-- Start --

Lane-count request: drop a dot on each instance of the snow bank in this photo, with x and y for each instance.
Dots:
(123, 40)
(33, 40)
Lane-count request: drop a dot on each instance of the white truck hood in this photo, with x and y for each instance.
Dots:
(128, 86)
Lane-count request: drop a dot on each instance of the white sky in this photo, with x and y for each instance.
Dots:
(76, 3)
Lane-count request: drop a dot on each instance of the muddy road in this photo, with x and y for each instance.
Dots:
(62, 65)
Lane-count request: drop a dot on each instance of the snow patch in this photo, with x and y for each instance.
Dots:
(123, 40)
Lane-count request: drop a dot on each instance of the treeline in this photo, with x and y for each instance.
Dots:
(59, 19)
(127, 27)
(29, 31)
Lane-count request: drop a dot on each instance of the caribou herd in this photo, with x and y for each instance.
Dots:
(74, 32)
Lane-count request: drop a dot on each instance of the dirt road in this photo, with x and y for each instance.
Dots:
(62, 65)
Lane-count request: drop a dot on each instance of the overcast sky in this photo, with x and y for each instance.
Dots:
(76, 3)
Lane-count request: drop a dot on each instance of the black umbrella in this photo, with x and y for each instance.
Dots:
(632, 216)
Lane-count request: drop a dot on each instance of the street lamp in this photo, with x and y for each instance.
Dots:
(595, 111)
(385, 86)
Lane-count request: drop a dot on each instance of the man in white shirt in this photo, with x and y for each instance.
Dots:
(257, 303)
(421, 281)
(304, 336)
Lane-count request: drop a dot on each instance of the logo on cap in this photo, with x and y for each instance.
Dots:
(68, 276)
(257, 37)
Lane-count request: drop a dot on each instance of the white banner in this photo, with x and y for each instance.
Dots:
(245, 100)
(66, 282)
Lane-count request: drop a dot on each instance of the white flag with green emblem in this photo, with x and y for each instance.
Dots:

-- End --

Please copy the records word for word, from the line containing "the snow patch" through the end of the records.

Lane-count request: drop a dot on each instance of the snow patch in this photo, with x and y for each instance.
Dots:
(123, 40)
Lane-count request: drop a dot on each instance of the treeline in this photo, with x and y for each instance.
Dots:
(59, 19)
(127, 27)
(29, 31)
Lane-count request: drop a dot on each instance of the caribou herd in this photo, with x and y for each instance.
Dots:
(74, 32)
Lane-count request: drop a dot on each instance of the dirt road in this photo, with x and y for each instance.
Dots:
(62, 65)
Lane-count request: drop a dot on each instance of the overcast sky in this photo, with x and y for each instance.
Dots:
(76, 3)
Lane-count request: drop a dot on each instance of the black umbrella in this photo, with x and y for each instance.
Dots:
(632, 216)
Lane-count request: drop a dot on each instance of the street lamp in this photo, with x and y for each instance.
Dots:
(595, 111)
(385, 86)
Lane-count request: drop a dot on each instance of the man in white shirt in this photo, with x and y for each instance.
Dots:
(257, 303)
(421, 281)
(304, 336)
Lane-count request: drop a dot on each instance of the logo on cap in this photo, with x and y for each instance.
Dots:
(68, 276)
(257, 37)
Lane-count request: drop a dot on each instance of the white banner in this photo, with x and y for each instance.
Dots:
(245, 100)
(66, 282)
Lane-count request: drop a dot on each instance of the white flag with green emblem in this photo, with x and y for each instance.
Dots:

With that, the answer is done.